[Material fornecido]
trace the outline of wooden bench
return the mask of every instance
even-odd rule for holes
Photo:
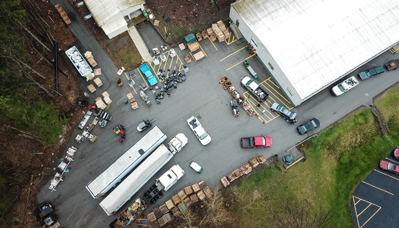
[[[89,90],[90,90],[90,92],[94,92],[95,91],[97,90],[96,89],[96,88],[94,87],[94,85],[93,85],[93,84],[90,84],[90,85],[89,85],[87,86],[87,88],[89,89]]]
[[[97,84],[97,86],[98,87],[100,87],[101,86],[103,85],[103,82],[101,81],[101,80],[98,77],[96,77],[94,79],[94,82],[96,83],[96,84]]]

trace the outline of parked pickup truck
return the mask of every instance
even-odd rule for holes
[[[356,79],[355,76],[352,76],[333,87],[331,92],[334,95],[339,96],[358,84],[359,84],[359,81]]]
[[[360,76],[360,79],[364,80],[365,79],[370,78],[378,75],[381,75],[384,73],[385,71],[382,66],[379,66],[377,67],[360,72],[359,76]]]
[[[241,138],[243,148],[262,148],[271,146],[271,138],[269,136],[255,136]]]
[[[385,64],[388,71],[397,69],[399,68],[399,60],[391,60],[388,63]]]
[[[266,92],[266,91],[263,88],[260,86],[248,76],[246,76],[241,78],[241,85],[251,91],[255,96],[262,101],[266,101],[269,96],[269,94]]]
[[[145,76],[145,77],[147,78],[150,85],[153,85],[158,83],[158,80],[156,79],[156,78],[154,76],[154,75],[152,75],[152,73],[151,72],[151,70],[149,70],[148,65],[147,65],[147,64],[144,63],[139,67],[139,68],[143,74]]]

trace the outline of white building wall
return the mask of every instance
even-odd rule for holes
[[[235,24],[236,23],[237,20],[238,20],[239,23],[238,28],[242,34],[243,37],[247,42],[250,43],[251,40],[253,41],[253,45],[256,49],[256,54],[258,59],[278,87],[280,87],[286,98],[289,100],[293,106],[299,105],[303,101],[302,99],[299,96],[279,66],[273,59],[273,57],[267,51],[267,44],[261,42],[260,40],[251,30],[247,22],[241,18],[235,9],[231,6],[230,7],[230,17]],[[273,69],[269,65],[269,63],[273,67]]]

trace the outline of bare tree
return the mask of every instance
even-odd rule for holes
[[[287,198],[282,207],[268,206],[270,215],[282,228],[322,228],[330,225],[334,216],[319,204],[314,206],[304,200],[291,201]]]

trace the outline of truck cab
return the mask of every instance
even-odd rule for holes
[[[180,168],[178,164],[172,166],[169,170],[157,179],[156,184],[159,187],[163,187],[165,191],[167,191],[173,185],[184,175],[184,171]]]

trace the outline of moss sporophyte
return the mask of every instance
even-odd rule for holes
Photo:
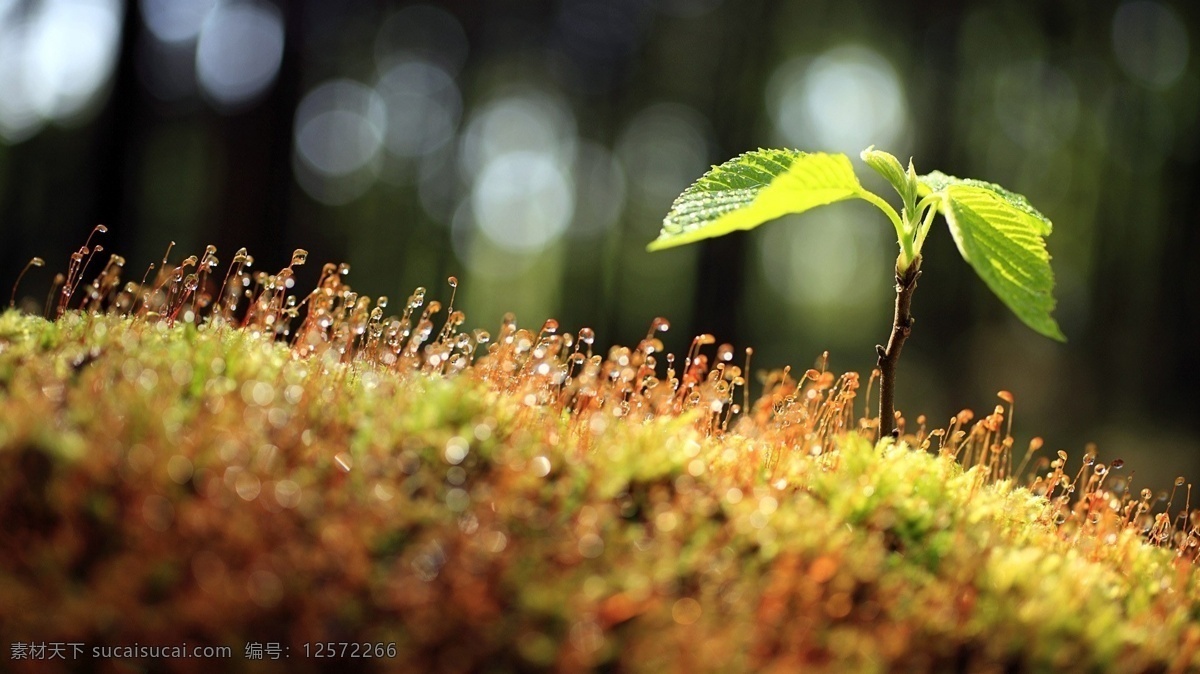
[[[1020,194],[998,185],[949,176],[917,175],[894,156],[868,148],[862,158],[900,194],[900,212],[866,189],[845,155],[757,150],[713,167],[684,191],[662,221],[662,231],[648,249],[660,251],[702,239],[754,229],[787,213],[864,199],[895,228],[900,254],[895,261],[895,314],[887,345],[877,345],[880,371],[880,437],[895,431],[895,371],[912,331],[912,295],[920,278],[922,248],[934,217],[942,213],[959,253],[989,288],[1026,325],[1052,339],[1066,341],[1050,317],[1054,273],[1045,236],[1050,221]]]
[[[972,189],[910,212],[998,207]],[[1200,670],[1190,486],[1022,451],[1008,392],[872,443],[857,374],[752,401],[710,335],[664,355],[664,319],[601,350],[464,331],[454,278],[392,308],[346,265],[296,291],[302,249],[125,282],[97,248],[52,320],[0,314],[5,670],[52,670],[50,640],[233,649],[162,672],[275,670],[271,644],[326,672],[301,654],[331,643],[379,672]]]

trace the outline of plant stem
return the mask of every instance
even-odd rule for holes
[[[896,266],[896,313],[892,320],[892,336],[888,347],[876,345],[880,367],[880,438],[895,432],[895,383],[896,363],[900,362],[900,349],[912,332],[912,294],[917,290],[920,278],[920,255],[913,258],[908,269],[900,271]]]

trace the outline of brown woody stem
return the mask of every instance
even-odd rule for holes
[[[908,269],[901,272],[896,269],[896,313],[892,320],[892,336],[888,347],[876,345],[880,367],[880,438],[895,437],[895,385],[896,363],[900,362],[900,349],[912,332],[912,294],[920,278],[920,255],[917,255]]]

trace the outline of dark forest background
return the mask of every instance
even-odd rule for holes
[[[263,270],[302,247],[301,287],[325,261],[370,295],[457,276],[472,326],[630,344],[662,315],[676,351],[710,332],[754,369],[828,350],[865,375],[896,252],[870,206],[644,246],[713,163],[875,144],[1054,221],[1069,339],[1020,325],[940,225],[901,409],[938,425],[1006,389],[1019,446],[1194,480],[1198,26],[1169,0],[0,0],[0,288],[41,255],[41,307],[103,223],[134,279],[169,241]]]

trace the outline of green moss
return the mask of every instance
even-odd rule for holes
[[[1136,528],[907,443],[568,413],[486,372],[0,315],[7,640],[233,670],[246,642],[302,672],[304,643],[373,639],[427,672],[1200,667],[1194,567]]]

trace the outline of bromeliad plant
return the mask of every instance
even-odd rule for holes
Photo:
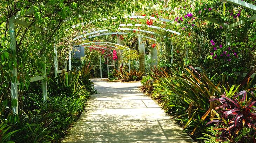
[[[220,98],[209,100],[217,101],[219,104],[215,109],[217,111],[214,111],[217,112],[217,117],[207,125],[215,124],[213,129],[218,131],[214,137],[216,141],[256,142],[256,98],[251,90],[255,89],[251,89],[250,92],[243,90],[236,93],[237,89],[231,89]],[[250,95],[248,95],[249,93]],[[209,140],[208,137],[206,138]]]

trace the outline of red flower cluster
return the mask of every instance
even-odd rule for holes
[[[153,24],[153,20],[147,20],[147,24],[149,25],[151,25]]]
[[[152,47],[152,48],[155,48],[155,47],[156,46],[156,44],[154,43],[154,44],[152,44],[152,45],[151,45],[151,47]]]
[[[116,60],[117,59],[117,56],[116,55],[116,50],[113,50],[113,60]]]
[[[123,35],[119,35],[118,36],[119,37],[119,38],[122,40],[123,40],[124,39],[124,38],[123,38]]]

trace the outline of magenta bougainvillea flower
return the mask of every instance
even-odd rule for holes
[[[155,48],[155,47],[156,46],[156,44],[154,43],[154,44],[152,44],[152,45],[151,45],[151,47],[152,47],[152,48]]]
[[[211,40],[210,42],[211,42],[211,45],[215,45],[215,43],[214,43],[214,42],[213,41],[213,40]]]
[[[116,60],[117,59],[117,56],[116,55],[116,50],[113,50],[113,60]]]

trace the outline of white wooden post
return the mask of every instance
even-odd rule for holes
[[[173,42],[171,42],[171,63],[172,64],[173,63]]]
[[[108,69],[108,73],[109,73],[109,68],[108,67],[108,58],[107,57],[107,67]]]
[[[45,54],[43,54],[42,55],[42,59],[43,62],[43,67],[42,68],[42,72],[43,75],[46,77],[46,58],[45,57]],[[47,82],[46,78],[42,80],[42,89],[43,93],[43,102],[45,105],[47,107]]]
[[[71,70],[71,51],[68,50],[68,67],[69,70]]]
[[[129,73],[131,72],[131,60],[129,59]]]
[[[66,62],[65,63],[65,71],[68,71],[68,60],[66,60]]]
[[[185,50],[186,52],[186,60],[188,60],[188,48],[187,47],[186,45],[184,45]]]
[[[227,39],[226,40],[226,44],[227,45],[229,45],[230,44],[231,41],[231,38],[230,38],[230,36],[227,35]]]
[[[16,51],[16,26],[15,22],[12,17],[9,21],[10,39],[11,39],[11,44],[10,48],[12,50],[12,54],[13,57],[13,60],[14,62],[17,63],[17,53]],[[16,65],[17,65],[16,64]],[[12,107],[12,110],[13,114],[18,114],[18,81],[17,80],[17,66],[14,65],[13,67],[12,73],[13,77],[11,82],[11,96],[12,102],[14,100],[17,103],[16,106]]]
[[[115,60],[113,60],[113,66],[114,67],[114,69],[116,69],[115,65]]]
[[[101,67],[101,56],[100,57],[100,78],[102,78],[102,67]]]
[[[151,44],[154,44],[153,41],[151,41]],[[151,47],[151,67],[154,68],[157,65],[157,50],[156,47]]]
[[[58,76],[58,50],[57,46],[54,44],[53,46],[54,48],[54,76],[56,77]]]
[[[145,73],[145,42],[142,37],[139,36],[139,48],[140,54],[140,70]]]
[[[117,36],[117,44],[121,45],[123,45],[123,41],[121,38],[118,35]],[[118,71],[120,72],[121,70],[121,67],[122,66],[122,63],[123,61],[123,55],[122,54],[123,53],[122,50],[120,49],[117,50],[117,58],[118,59]]]

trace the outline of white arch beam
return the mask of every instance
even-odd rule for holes
[[[129,48],[127,47],[118,44],[117,44],[114,43],[113,43],[107,42],[88,42],[88,43],[83,43],[83,44],[81,44],[80,45],[79,45],[78,46],[83,46],[83,45],[88,45],[88,44],[95,44],[95,45],[104,45],[104,46],[109,46],[110,47],[113,47],[113,48],[116,48],[117,47],[116,46],[113,46],[113,45],[109,45],[109,44],[114,45],[115,45],[116,46],[119,46],[120,47],[124,47],[126,49],[128,49],[128,50],[130,49],[130,48]]]
[[[181,34],[180,32],[176,32],[175,31],[172,30],[170,29],[166,29],[165,28],[161,28],[160,27],[156,26],[153,26],[153,25],[145,25],[145,24],[133,24],[132,23],[129,23],[129,24],[121,24],[119,25],[119,26],[120,27],[123,27],[123,26],[136,26],[137,27],[140,27],[141,26],[147,26],[149,28],[154,28],[156,29],[159,29],[159,30],[162,30],[166,31],[167,32],[169,32],[171,33],[174,33],[175,34],[176,34],[178,35],[180,35]]]
[[[103,49],[104,50],[106,50],[106,51],[112,51],[112,50],[111,50],[110,49],[106,49],[106,48],[101,48],[100,47],[98,47],[98,46],[97,46],[96,45],[93,45],[93,46],[82,46],[84,47],[85,48],[89,48],[89,47],[92,47],[93,48],[96,48],[99,49]],[[95,46],[96,46],[96,47],[95,47]],[[116,48],[117,48],[117,47],[116,47]]]
[[[148,18],[149,18],[150,20],[156,20],[157,19],[157,18],[156,18],[156,17],[154,17],[153,16],[142,16],[141,15],[130,15],[130,16],[125,16],[123,17],[123,18],[124,19],[128,19],[128,18],[133,18],[133,19],[148,19]],[[110,18],[102,18],[102,20],[103,21],[107,21],[109,19],[111,19],[112,20],[114,20],[116,19],[116,17],[112,17]],[[166,19],[163,18],[162,18],[159,17],[158,18],[158,19],[160,21],[163,21],[164,22],[168,22],[171,21],[172,21],[169,20],[168,20]],[[93,22],[93,21],[91,21],[89,22],[88,23],[86,23],[84,22],[82,22],[80,23],[79,23],[78,24],[75,25],[73,25],[72,26],[72,28],[75,28],[76,27],[79,27],[80,25],[83,25],[85,24],[89,24],[92,23]],[[68,29],[66,29],[66,30],[68,30]]]
[[[89,39],[92,38],[94,38],[98,36],[105,36],[105,35],[127,35],[128,34],[128,33],[126,33],[126,32],[110,32],[110,33],[103,33],[102,34],[101,34],[100,35],[93,35],[92,36],[90,36],[90,37],[88,37],[87,38],[85,38],[82,39],[82,40],[85,40],[87,39]],[[146,38],[147,39],[150,39],[150,40],[152,40],[153,41],[155,41],[156,42],[159,42],[158,41],[157,41],[157,40],[156,40],[155,39],[154,39],[153,38],[150,37],[149,37],[146,36],[144,35],[138,35],[138,36],[140,36],[144,38]]]
[[[118,30],[123,30],[123,31],[134,31],[135,30],[136,31],[139,31],[139,32],[141,32],[144,33],[148,33],[151,34],[153,34],[154,35],[157,35],[159,36],[161,36],[161,35],[160,35],[159,34],[156,33],[154,32],[152,32],[150,31],[147,31],[147,30],[141,30],[141,29],[131,29],[131,28],[118,28]],[[96,31],[93,32],[90,32],[87,34],[85,34],[83,35],[80,35],[80,36],[76,37],[74,38],[73,39],[74,40],[77,40],[79,39],[81,39],[82,38],[82,37],[85,37],[85,38],[82,39],[83,40],[85,40],[87,39],[88,39],[88,38],[87,38],[86,37],[86,36],[92,35],[93,34],[96,34],[99,33],[101,33],[102,32],[108,32],[108,31],[107,30],[98,30]],[[163,37],[164,38],[165,38],[166,36],[164,36]]]

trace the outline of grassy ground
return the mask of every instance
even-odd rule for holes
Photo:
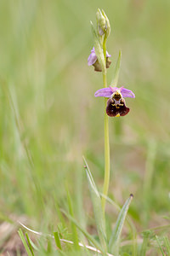
[[[111,25],[107,44],[111,66],[120,49],[122,52],[120,85],[136,95],[127,101],[128,115],[110,119],[109,195],[122,206],[134,195],[129,216],[139,237],[144,230],[169,224],[167,0],[0,2],[2,222],[5,216],[26,215],[34,230],[52,232],[60,222],[56,204],[67,209],[68,188],[76,218],[95,234],[82,156],[101,191],[104,102],[94,94],[102,88],[102,77],[87,65],[93,47],[89,20],[95,22],[98,7]],[[107,206],[108,230],[116,217]],[[61,230],[71,237],[69,228]],[[162,230],[165,236],[169,232],[168,227]],[[128,239],[128,234],[125,228],[122,238]],[[162,255],[159,248],[149,252]]]

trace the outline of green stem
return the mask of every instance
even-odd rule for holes
[[[103,42],[103,51],[106,63],[106,38],[105,37]],[[106,73],[103,73],[104,87],[107,87]],[[104,130],[105,130],[105,179],[103,195],[107,196],[110,182],[110,144],[109,144],[109,117],[105,113],[107,105],[107,99],[105,99],[105,118],[104,118]],[[102,208],[105,214],[105,197],[102,197]]]

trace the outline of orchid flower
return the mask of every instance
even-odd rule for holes
[[[110,57],[110,56],[111,55],[106,51],[106,67],[107,68],[110,67],[110,66],[111,64],[111,61],[109,60],[109,57]],[[94,47],[93,47],[93,49],[91,50],[91,54],[89,55],[89,56],[88,58],[88,66],[93,65],[94,67],[94,71],[102,72],[101,66],[99,65],[99,62],[96,54],[95,54]]]
[[[122,87],[107,87],[98,90],[94,96],[96,97],[109,98],[106,106],[106,113],[110,117],[124,116],[128,113],[125,97],[135,98],[133,92]]]

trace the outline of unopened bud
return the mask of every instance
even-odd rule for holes
[[[103,9],[102,9],[102,15],[105,19],[105,36],[106,36],[106,38],[108,38],[110,33],[110,21],[109,21],[109,19],[108,19],[107,15],[105,15],[105,13]]]
[[[99,36],[103,36],[105,33],[106,20],[99,9],[98,9],[98,11],[96,13],[96,19],[97,19],[98,34]]]

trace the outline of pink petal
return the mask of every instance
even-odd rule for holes
[[[106,97],[106,98],[110,98],[112,94],[113,94],[113,92],[110,90],[110,88],[107,87],[107,88],[102,88],[102,89],[98,90],[95,92],[94,96],[95,97]]]
[[[121,93],[122,93],[123,98],[126,98],[126,97],[135,98],[134,93],[132,90],[128,90],[128,89],[122,88],[121,90]]]

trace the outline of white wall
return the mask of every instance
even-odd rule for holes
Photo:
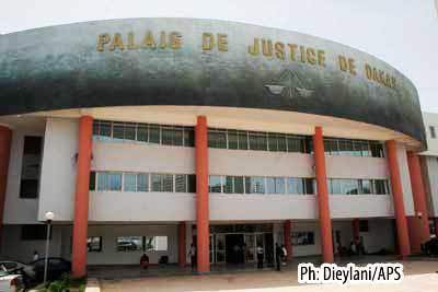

[Tarefa proposta] Por favor, organize em lista numerada as linhas dos registros acima, começando pela que contém "trace the outline of pink petal" e indo até o fim dos registros, sem as linhas em branco. Deixe as imagens fora da resposta.

[Resultado do exercício]
1. trace the outline of pink petal
2. return the mask of every instance
3. even-odd rule for holes
4. [[[106,97],[106,98],[110,98],[112,94],[113,94],[113,92],[110,90],[110,88],[107,87],[107,88],[102,88],[102,89],[98,90],[95,92],[94,96],[95,97]]]
5. [[[121,93],[122,93],[123,98],[126,98],[126,97],[135,98],[134,93],[132,90],[128,90],[128,89],[122,88],[121,90]]]
6. trace the outline of white wall
7. return the mask of every instance
8. even-odd rule for holes
9. Photo:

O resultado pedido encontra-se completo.